■ Image-grounded pointing data
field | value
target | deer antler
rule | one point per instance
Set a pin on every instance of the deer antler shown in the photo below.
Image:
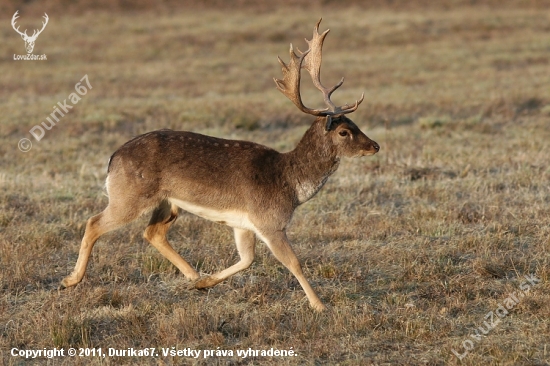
(311, 61)
(24, 34)
(13, 20)
(43, 26)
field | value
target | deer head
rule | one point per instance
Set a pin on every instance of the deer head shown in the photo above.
(29, 40)
(311, 61)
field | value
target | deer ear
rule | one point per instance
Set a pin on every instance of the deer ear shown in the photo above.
(328, 124)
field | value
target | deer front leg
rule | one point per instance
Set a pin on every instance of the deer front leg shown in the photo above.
(280, 247)
(246, 242)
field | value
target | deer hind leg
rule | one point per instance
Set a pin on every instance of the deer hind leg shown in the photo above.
(246, 242)
(163, 216)
(280, 247)
(113, 217)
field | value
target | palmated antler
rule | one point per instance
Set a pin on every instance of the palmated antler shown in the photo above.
(24, 34)
(311, 61)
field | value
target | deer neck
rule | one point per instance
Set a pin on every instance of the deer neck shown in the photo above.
(311, 163)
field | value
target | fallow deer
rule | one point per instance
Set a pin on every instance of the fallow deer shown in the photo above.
(249, 187)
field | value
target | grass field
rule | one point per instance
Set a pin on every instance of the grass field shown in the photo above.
(413, 249)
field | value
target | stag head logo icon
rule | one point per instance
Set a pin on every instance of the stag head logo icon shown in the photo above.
(29, 40)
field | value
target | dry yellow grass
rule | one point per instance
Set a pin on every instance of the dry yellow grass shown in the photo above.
(411, 248)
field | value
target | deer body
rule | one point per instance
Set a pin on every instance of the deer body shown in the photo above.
(247, 186)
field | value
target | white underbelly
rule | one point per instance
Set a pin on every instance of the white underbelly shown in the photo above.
(231, 218)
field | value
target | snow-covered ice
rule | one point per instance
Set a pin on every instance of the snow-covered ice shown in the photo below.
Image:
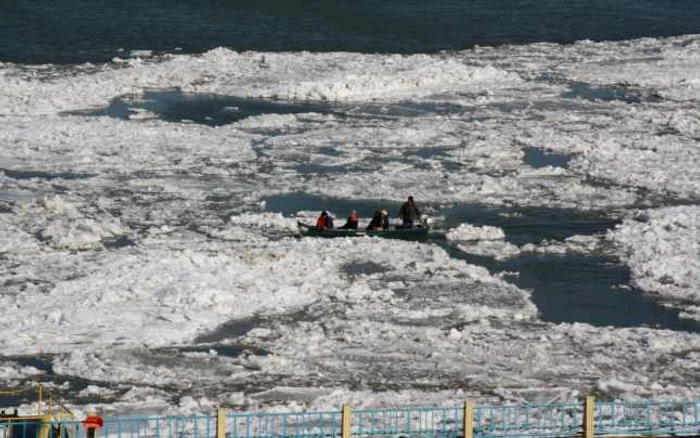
(138, 251)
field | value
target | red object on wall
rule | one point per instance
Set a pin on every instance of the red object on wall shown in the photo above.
(93, 422)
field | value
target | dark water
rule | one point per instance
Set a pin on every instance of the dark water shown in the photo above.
(71, 31)
(593, 289)
(216, 110)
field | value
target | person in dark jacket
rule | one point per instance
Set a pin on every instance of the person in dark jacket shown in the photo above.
(409, 213)
(325, 220)
(352, 222)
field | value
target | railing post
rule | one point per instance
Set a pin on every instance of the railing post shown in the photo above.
(468, 423)
(221, 423)
(588, 417)
(346, 421)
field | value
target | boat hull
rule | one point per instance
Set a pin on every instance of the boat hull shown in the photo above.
(418, 233)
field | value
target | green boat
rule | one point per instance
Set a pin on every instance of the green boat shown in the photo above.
(417, 233)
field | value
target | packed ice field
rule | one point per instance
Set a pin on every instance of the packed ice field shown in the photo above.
(144, 271)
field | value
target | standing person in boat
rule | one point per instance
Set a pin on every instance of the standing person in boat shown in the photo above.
(380, 221)
(325, 220)
(352, 222)
(409, 213)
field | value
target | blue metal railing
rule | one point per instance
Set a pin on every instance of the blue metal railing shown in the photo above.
(489, 421)
(298, 425)
(440, 422)
(647, 417)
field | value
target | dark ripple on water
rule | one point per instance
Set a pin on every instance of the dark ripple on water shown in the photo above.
(76, 31)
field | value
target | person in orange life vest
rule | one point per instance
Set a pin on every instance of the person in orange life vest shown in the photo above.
(352, 222)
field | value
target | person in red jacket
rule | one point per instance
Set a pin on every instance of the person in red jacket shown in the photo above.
(352, 222)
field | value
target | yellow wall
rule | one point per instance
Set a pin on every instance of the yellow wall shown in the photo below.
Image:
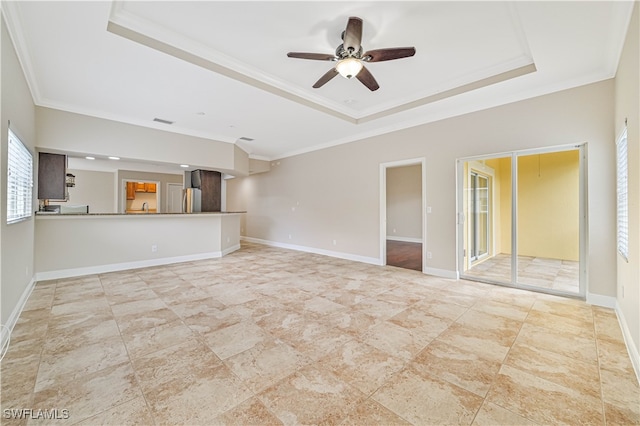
(548, 205)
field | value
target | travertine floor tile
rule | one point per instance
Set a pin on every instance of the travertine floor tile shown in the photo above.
(491, 415)
(422, 400)
(542, 401)
(236, 338)
(311, 396)
(362, 366)
(271, 336)
(372, 413)
(458, 366)
(90, 394)
(266, 363)
(250, 412)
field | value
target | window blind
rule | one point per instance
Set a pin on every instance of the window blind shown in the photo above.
(19, 180)
(622, 195)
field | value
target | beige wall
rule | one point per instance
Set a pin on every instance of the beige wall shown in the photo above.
(93, 188)
(93, 244)
(404, 202)
(60, 131)
(16, 240)
(334, 193)
(627, 106)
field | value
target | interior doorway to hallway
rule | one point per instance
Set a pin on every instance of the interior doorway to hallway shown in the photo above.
(403, 212)
(523, 219)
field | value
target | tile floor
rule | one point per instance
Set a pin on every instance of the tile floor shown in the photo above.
(267, 336)
(554, 274)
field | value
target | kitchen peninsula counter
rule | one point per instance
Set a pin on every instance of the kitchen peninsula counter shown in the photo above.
(72, 244)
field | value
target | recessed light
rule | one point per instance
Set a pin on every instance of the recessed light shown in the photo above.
(162, 120)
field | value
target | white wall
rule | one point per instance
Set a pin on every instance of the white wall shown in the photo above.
(16, 240)
(93, 188)
(404, 203)
(627, 92)
(311, 199)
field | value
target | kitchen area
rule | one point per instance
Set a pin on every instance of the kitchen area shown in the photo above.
(130, 219)
(141, 197)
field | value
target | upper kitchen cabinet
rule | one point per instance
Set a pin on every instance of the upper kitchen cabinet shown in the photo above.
(52, 175)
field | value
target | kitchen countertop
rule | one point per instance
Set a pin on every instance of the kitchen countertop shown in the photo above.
(130, 214)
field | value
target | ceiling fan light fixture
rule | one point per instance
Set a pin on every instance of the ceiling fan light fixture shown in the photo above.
(349, 67)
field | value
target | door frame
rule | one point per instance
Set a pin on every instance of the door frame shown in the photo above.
(421, 161)
(583, 220)
(487, 172)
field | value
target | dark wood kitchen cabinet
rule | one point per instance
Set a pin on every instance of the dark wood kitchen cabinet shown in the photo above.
(52, 176)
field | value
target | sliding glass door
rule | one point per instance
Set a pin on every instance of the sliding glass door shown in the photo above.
(521, 219)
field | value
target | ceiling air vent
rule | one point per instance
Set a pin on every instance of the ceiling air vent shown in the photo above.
(160, 120)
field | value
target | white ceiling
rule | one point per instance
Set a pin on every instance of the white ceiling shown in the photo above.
(219, 70)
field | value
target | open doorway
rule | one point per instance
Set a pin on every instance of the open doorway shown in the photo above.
(402, 236)
(524, 219)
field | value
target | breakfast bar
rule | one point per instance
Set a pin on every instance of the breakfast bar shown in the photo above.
(70, 245)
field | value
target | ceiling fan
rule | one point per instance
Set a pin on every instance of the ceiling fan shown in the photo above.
(351, 59)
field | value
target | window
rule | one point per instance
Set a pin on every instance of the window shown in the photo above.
(622, 195)
(19, 180)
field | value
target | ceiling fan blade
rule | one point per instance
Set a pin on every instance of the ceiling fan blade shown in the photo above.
(314, 56)
(353, 35)
(379, 55)
(325, 78)
(367, 79)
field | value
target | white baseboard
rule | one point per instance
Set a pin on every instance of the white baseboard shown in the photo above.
(230, 249)
(442, 273)
(634, 353)
(330, 253)
(15, 314)
(600, 300)
(404, 239)
(114, 267)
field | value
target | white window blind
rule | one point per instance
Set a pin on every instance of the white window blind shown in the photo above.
(622, 195)
(19, 180)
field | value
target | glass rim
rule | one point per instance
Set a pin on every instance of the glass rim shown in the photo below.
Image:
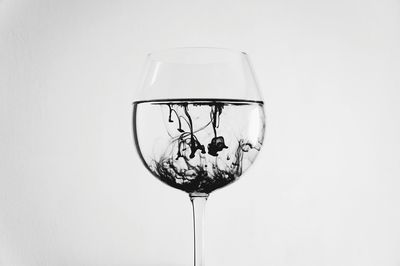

■ Brief
Within the records above, determine the number of lines that hold the word "snow" and return only that value.

■ Written answer
2